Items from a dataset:

#####

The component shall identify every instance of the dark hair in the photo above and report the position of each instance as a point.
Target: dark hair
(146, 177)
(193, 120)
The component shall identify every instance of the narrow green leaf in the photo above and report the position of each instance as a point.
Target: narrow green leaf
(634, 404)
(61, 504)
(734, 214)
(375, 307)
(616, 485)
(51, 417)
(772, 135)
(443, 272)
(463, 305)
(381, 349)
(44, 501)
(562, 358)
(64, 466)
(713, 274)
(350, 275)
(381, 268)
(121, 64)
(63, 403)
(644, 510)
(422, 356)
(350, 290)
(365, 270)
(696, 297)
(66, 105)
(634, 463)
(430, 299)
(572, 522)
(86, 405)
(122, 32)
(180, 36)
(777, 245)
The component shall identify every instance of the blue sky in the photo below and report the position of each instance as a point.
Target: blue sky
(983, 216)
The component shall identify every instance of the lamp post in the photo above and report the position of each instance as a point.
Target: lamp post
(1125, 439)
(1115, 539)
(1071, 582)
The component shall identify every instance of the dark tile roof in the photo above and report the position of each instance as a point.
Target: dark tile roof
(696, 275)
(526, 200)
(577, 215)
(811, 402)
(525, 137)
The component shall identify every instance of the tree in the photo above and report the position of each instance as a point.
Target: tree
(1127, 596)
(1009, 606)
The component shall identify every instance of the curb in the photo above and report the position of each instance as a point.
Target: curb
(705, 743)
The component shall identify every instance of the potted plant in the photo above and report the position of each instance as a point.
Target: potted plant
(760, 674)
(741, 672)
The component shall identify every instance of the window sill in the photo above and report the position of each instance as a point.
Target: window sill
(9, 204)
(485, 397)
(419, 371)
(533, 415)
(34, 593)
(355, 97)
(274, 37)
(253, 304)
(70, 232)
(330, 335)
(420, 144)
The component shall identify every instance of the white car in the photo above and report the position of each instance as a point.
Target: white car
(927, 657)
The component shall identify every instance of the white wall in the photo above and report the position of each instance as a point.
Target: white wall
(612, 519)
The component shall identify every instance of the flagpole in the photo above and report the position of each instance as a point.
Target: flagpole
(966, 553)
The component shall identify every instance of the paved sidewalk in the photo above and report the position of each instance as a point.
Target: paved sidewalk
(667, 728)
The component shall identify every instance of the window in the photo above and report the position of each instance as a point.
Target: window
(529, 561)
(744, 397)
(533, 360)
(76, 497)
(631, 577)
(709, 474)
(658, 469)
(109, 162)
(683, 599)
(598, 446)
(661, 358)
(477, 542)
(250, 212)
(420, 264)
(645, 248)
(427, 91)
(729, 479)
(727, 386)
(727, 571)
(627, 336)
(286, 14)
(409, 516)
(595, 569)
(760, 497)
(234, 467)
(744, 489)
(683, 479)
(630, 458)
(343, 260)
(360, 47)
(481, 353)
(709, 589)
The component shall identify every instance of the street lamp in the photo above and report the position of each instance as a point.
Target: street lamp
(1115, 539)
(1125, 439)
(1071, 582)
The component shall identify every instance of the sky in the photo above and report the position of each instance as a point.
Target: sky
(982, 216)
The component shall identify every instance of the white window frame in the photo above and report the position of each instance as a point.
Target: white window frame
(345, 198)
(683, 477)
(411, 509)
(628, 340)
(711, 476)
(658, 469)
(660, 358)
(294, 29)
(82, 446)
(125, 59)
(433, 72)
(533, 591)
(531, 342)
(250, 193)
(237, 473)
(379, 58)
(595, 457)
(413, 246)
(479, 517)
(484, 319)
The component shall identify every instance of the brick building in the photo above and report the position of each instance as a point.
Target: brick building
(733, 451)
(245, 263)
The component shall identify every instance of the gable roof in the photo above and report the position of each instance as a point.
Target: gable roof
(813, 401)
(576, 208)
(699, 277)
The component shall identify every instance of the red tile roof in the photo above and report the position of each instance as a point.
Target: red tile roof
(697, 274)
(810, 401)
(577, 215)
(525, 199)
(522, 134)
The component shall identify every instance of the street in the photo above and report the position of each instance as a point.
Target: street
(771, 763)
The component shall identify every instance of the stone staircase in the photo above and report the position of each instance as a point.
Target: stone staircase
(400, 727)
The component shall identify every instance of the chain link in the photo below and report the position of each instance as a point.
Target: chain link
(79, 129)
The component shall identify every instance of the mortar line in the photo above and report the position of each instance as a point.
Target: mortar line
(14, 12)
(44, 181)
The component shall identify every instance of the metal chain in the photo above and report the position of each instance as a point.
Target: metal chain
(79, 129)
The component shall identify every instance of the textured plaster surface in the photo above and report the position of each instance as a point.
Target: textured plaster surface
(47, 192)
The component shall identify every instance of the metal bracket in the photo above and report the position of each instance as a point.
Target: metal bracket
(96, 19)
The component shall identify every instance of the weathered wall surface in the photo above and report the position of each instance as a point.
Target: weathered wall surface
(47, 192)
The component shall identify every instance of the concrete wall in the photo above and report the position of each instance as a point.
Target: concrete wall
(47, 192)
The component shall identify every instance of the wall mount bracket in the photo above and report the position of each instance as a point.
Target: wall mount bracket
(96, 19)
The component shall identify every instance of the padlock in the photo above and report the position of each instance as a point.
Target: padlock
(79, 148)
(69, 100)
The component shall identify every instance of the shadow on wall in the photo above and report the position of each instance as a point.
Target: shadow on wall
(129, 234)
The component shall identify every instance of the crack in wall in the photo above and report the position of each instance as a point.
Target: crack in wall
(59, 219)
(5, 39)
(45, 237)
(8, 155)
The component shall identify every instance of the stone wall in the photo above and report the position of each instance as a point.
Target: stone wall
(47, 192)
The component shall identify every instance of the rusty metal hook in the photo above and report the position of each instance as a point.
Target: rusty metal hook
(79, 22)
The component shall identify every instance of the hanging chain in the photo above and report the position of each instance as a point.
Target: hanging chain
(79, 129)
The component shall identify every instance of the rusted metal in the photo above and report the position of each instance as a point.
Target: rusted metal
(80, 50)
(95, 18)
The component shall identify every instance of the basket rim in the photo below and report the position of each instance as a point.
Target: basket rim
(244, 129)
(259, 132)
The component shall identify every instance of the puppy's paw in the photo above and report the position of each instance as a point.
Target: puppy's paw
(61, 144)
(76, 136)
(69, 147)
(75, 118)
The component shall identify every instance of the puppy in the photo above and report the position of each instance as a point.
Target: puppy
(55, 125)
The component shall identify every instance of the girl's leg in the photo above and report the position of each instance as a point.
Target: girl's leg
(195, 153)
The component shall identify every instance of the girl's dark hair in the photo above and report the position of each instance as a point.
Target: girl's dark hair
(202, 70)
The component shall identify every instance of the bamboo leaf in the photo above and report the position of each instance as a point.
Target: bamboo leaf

#####

**What is asked:**
Reproduce the records above exactly as they appear.

**Result:**
The component shall identify every instance of the dark hair in the photo above and report the position of each instance as a point.
Target: dark hair
(146, 177)
(193, 120)
The component shall identify every instance of the narrow green leaf in the photo above and report the position of each instance as a point.
Target: narrow green leaf
(634, 404)
(61, 504)
(734, 214)
(375, 307)
(616, 485)
(51, 417)
(772, 135)
(443, 272)
(463, 305)
(381, 349)
(44, 501)
(562, 358)
(64, 466)
(713, 274)
(350, 275)
(381, 268)
(121, 64)
(63, 403)
(644, 510)
(422, 356)
(350, 290)
(365, 270)
(696, 297)
(66, 105)
(634, 463)
(430, 299)
(572, 522)
(86, 405)
(122, 32)
(180, 36)
(777, 245)
The component shall identify every instance of the blue sky in the photo below and report the position of each instance as a point.
Target: blue sky
(983, 216)
The component shall identify every instance of the lamp post in the photo above and report the position of each instance as a point.
Target: lamp post
(1125, 439)
(1115, 539)
(1071, 582)
The component shall identify every instance of the dark tile roof in the photo above and report the position of each instance as a point.
Target: dark tile roof
(696, 275)
(526, 200)
(577, 215)
(811, 402)
(525, 137)
The component shall identify every instance of the tree in the photo above and report the position of each instance as a point.
Target: tree
(1127, 596)
(1009, 606)
The component shall identify every instance of the curb in the photo above and report the position of each instance as a point.
Target: curb
(705, 743)
The component shall identify every instance of the potted plant in the photo above and report the position of each instance as a point.
Target: potted plant
(760, 674)
(741, 672)
The component shall identify every instance of the window sill in the photo above and report the position of each instance as a point.
Target: window sill
(9, 204)
(485, 397)
(419, 371)
(533, 415)
(34, 593)
(355, 97)
(274, 37)
(253, 304)
(70, 232)
(330, 335)
(420, 144)
The component shall identify every instance of the white car in the photo above and report the position of each instance as a point.
Target: white car
(927, 657)
The component shall identify every instance of the white wall in the photo above and report the position of each instance as a point.
Target: white wall
(612, 519)
The component shall identify every instance of the flagpole in the photo above and report the position of each instance as a point.
Target: flagpole
(966, 553)
The component shall identify every instance of the paved sidewalk in the photo above and report the position of each instance as a point.
Target: paved sidewalk
(667, 728)
The component shall identify every instance of the window in the photo above and report the position of each instance as a point.
Target: window
(529, 561)
(744, 397)
(533, 360)
(76, 497)
(631, 577)
(709, 474)
(658, 469)
(109, 162)
(683, 599)
(598, 446)
(661, 358)
(477, 542)
(250, 212)
(420, 264)
(645, 248)
(427, 91)
(729, 479)
(727, 386)
(727, 571)
(627, 336)
(286, 14)
(409, 516)
(595, 569)
(760, 497)
(234, 467)
(744, 489)
(683, 479)
(630, 458)
(343, 260)
(360, 47)
(481, 353)
(709, 589)
The component shall identify every instance of the street lamp in the photo above and report the position of each instance as a point.
Target: street lamp
(1115, 539)
(1125, 439)
(1071, 582)
The component shall identify every instance of the sky in the photo above and report the position of each instance as a point.
Target: sky
(982, 216)
The component shall identify every instance of the white window frame in the photo above and report the position of each instance as a point.
Target: white window frame
(345, 198)
(683, 477)
(411, 509)
(628, 340)
(711, 476)
(658, 469)
(660, 358)
(294, 29)
(82, 446)
(125, 59)
(433, 72)
(533, 591)
(531, 342)
(250, 193)
(237, 473)
(379, 58)
(595, 457)
(413, 246)
(479, 517)
(484, 319)
The component shall identify every instance of the brick building in the photo above and report the position of each instance as a point.
Target: brick building
(733, 451)
(245, 263)
The component shall identify every instance of the gable roof in the photo above and report the position of each instance as a point.
Target: gable roof
(813, 401)
(576, 208)
(699, 277)
The component shall identify every instance of the red tile roof in the photo above and report the position of each instance as a point.
Target: red tile roof
(697, 274)
(810, 401)
(577, 215)
(525, 199)
(522, 134)
The component shall identify every instance of the street in the photo above and report the position of each instance as a point.
Target: street
(771, 763)
The component shall identify every instance of the stone staircase in the photo above and report the position of each instance as a point.
Target: stone staircase
(400, 727)
The component shall identify every instance of the chain link in the photo below and report the position of each instance as a point.
Target: chain link
(79, 129)
The component shall identify every instance of the mortar line in the photo above and report the position of each instance as a point.
Target: mortar line
(14, 12)
(44, 181)
The component shall identify every instance of the metal chain in the photo above and report the position of each instance as a point.
Target: metal chain
(79, 129)
The component shall identify every instance of the textured plaster surface in the photo above and report the position of each instance as a point.
Target: textured plaster surface
(47, 192)
The component shall identify every instance of the metal bracket in the photo above and report the position of each instance as a point.
Target: metal bracket
(96, 19)
The component shall identify every instance of the weathered wall surface in the photo above and report the position of each instance as a point.
Target: weathered wall surface
(47, 192)
The component shall identify every instance of the concrete wall in the photo above and report the position of each instance as a point.
Target: concrete wall
(47, 192)
The component shall identify every instance of the wall mount bracket in the photo above and report the position of each instance as a point.
Target: wall mount bracket
(96, 19)
The component shall identify every instance of the padlock in the photo above and report the position of each instance as a point.
Target: padlock
(79, 148)
(69, 100)
The component shall identify every instance of the shadow on wall in the photo above and report the position of each instance as a point.
Target: shadow on wall
(129, 234)
The component shall identify every instance of the crack in wall in the photo above and report the position of each instance as a point.
Target: crack in wall
(59, 219)
(5, 39)
(45, 237)
(8, 155)
The component shall identify every instance of the stone wall in the photo above and report the position of each instance as a point.
Target: stone wall
(47, 192)
The component shall identify every instance of the rusty metal hook in the photo above and report the position of each instance as a point.
Target: rusty metal hook
(79, 22)
The component shall identify every instance of the hanging chain in the photo above and report the position of each instance as a point.
Target: hanging chain
(79, 129)
The component shall identify every instance of the rusted metal in the photo above and report the position of each instance as a point.
Target: rusted metal
(80, 50)
(95, 18)
The component shall identify every instance of the basket rim in the photo below and report the position of each instance as a point.
Target: basket rim
(244, 129)
(259, 132)
The component shall identify every instance of the puppy's paw in the photo above and report the position of each instance as a point.
Target: puppy's paw
(61, 144)
(76, 136)
(69, 147)
(75, 118)
The component shall identify every instance of the puppy in the photo above and report the position of each instance as a point.
Target: puppy
(55, 125)
The component shall identify every instance of the girl's leg in the photo above and report the position of each instance as a point.
Target: girl's leg
(195, 153)
The component shall identify every instance of the girl's dark hair in the photo above and report the position of each instance as a point.
Target: girl's dark hair
(202, 70)
The component shall identify every instance of the bamboo leaf in the photo above and report the position of each instance as a point.
Target: bamboo leaf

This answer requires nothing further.